■ TASK STATEMENT
Answer these questions about the blog text below:
1. Where did St. Joe and the writer first meet?
2. What words are on the hat St. Joe found in a skate shop?
3. What date appears above the heading "Are You a Compelling Argument?"

::: TEXT BLOCK :::

What's the picture for? Hold on, hold on! I'm getting to that.

St. Joe of Mikler camest to town some years gone. Since he had known and been taught by an old friend of mine (who had recommended and warned St. Joe of me), it necessitated that we meet. Meet we did at Bucers one night. Short swords were drawn, blood was spilt, and the emblematic khakis were ruined. After Joe got out of hospital a friendliness to those of heterodox opinion had grown. In due course this monk of Miklerburg, this anchorite of Orlando graduated and moved back to the spiritual and moral wilderness that is Florida. One day he walked into a skate shop and there, the decrees insisted, was a hat. Not just any hat but a hat that could turn the Oracle from his free willin' ways. I know you can't read it but emblazoned thereon, for all the world as unanswerable as Gideon's fleece, it says "First Church of Evans". If this is from the hands of Providence may I suggest that they should cast their graphics department into the outer darkness where there is weeping and gnashing. St. Joe sent it unto me with a warning to mend my ways. I have submitted (in insincere external gesture without any true repentance) since Floridian decrees are hard to resist. I wore it to church.

May I say this is the best argument I have ever heard from a Calvinist?

Yes, that is as good as it gets.

And I got a hat.

One up for the Open Theists!

Friday, November 16, 2007

Are You a Compelling Argument?

In two conversations recently a certain thought has crossed my mind. That thought involves what passes as an compelling apologia for the Faith.
For some, the authority of the Church, with its various levels of priestcraft and tradition, whether it be ancient or new-fangled, is the proof offered. It is the proof of an insistent, bigger voice which, while not God Himself, makes the hearer feel sufficiently dependent and small.

::: EXCERPTED RECORDS :::

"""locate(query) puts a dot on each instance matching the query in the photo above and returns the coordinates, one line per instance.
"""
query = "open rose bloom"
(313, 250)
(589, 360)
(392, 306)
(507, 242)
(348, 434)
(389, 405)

:::

■ RESPONSE TO THE EXERCISE
1. At Bucers, one night.
2. "First Church of Evans"
3. Friday, November 16, 2007